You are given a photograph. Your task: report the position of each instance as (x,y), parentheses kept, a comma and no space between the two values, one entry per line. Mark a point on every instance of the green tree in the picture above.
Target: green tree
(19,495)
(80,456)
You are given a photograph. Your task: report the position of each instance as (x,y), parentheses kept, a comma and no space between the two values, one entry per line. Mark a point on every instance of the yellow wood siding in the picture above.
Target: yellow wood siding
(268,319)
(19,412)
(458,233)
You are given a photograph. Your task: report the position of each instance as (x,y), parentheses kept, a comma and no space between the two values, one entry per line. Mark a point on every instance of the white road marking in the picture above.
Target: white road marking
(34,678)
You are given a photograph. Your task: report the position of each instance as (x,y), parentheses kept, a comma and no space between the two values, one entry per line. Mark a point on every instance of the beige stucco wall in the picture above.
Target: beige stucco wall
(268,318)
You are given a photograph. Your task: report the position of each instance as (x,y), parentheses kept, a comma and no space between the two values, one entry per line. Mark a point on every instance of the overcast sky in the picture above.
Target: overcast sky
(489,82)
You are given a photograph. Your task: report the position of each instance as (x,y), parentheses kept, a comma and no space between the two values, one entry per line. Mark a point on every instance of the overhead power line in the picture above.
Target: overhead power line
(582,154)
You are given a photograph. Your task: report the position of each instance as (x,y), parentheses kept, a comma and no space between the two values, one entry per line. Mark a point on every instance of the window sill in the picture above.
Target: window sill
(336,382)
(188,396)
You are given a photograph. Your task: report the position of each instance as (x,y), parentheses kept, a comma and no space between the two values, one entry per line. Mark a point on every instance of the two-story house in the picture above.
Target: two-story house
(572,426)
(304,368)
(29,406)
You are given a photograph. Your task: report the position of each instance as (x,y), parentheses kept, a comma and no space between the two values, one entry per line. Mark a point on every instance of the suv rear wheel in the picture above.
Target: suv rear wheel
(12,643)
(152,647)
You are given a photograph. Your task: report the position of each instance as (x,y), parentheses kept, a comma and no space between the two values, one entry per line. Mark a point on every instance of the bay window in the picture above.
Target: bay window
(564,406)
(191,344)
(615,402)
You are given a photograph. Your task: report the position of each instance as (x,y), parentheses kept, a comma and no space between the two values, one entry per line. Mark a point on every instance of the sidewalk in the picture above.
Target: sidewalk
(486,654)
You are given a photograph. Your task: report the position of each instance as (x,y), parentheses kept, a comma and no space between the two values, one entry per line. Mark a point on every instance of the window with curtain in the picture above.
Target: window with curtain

----

_Short task:_
Return all of the data word for word.

_Worked solution:_
You are given a photograph. Your task: report the position of each instance as (x,y), parentheses kept, a comma and no space between the two values, one entry per line. Mark a point on every instance of the green tree in the picture above.
Target: green tree
(19,495)
(80,456)
You are given a photograph. Your task: report the position of each instance as (x,y), parentheses kept, a comma and no space between the two values, one entry per line. Mark a point on every instance of the yellow wood siding in the picture above.
Target: yellow wood siding
(268,319)
(19,412)
(458,233)
You are given a photograph. Your task: report the position of each instance as (x,y), parentheses kept, a comma and no space between the two values, one entry per line. Mark a point on every instance of the white road marking in the picture above.
Target: white road marking
(34,678)
You are given a photograph. Your task: report the position of each instance as (x,y), parentheses kept, a comma and no space between the two values, one entry per line. Mark a point on every instance of the beige stucco wall in the picture above.
Target: beige stucco wall
(268,318)
You are given a photograph. Your task: report the position of each instance as (x,y), parentheses kept, a comma and no space between the two values, one entry per line. Mark a point on every instance of the overcast sky in the picture above.
Target: overcast sky
(489,82)
You are given a photograph. Your task: report the position of each instance as (x,y), parentheses kept, a comma and no space between the two values, one entry per line. Mark a point on every instance of the overhead power line in the picture above.
Target: overhead power line
(582,154)
You are given a photograph. Your task: report the position of each instance as (x,y), parentheses kept, a comma and no space between the two values, one entry per line. Mark a point on every instance of the window sill in the picture above.
Target: window sill
(336,382)
(188,396)
You are given a photograph. Your task: report the position of each instance as (x,y), parentheses kept, a comma and no space between the two values, one entry per line. Mark a point on every instance of the two-story house in the picture above.
Target: two-story house
(572,426)
(304,368)
(29,406)
You are given a photograph. Your task: report the position of each instance as (x,y), parentheses kept, a comma and no space between the two values, one entry per line. Mark a point on every instance of the suv rear wheel in the picture above.
Target: suv rear wheel
(12,643)
(152,647)
You are given a photograph. Your task: report the position of each instance as (x,y), parentheses kept, a comma and no space between the two values, one entry per line. Mark a point on every instance of the bay window in the picture above.
Target: bay window
(564,406)
(191,344)
(615,402)
You are given a photograph. Your task: report the position of each instance as (x,y), parentheses kept, a comma and no space between the two values, one entry per line. Mark a point on every instance of the sidewalk in the picture above.
Target: sidewalk
(486,654)
You are given a photograph. Your task: report the position of each instance as (x,y), parentheses kept, a comma and no space between the two values, one entry per line. Mark a point on every instance of the window with curtain in the picture above.
Target: window with curtain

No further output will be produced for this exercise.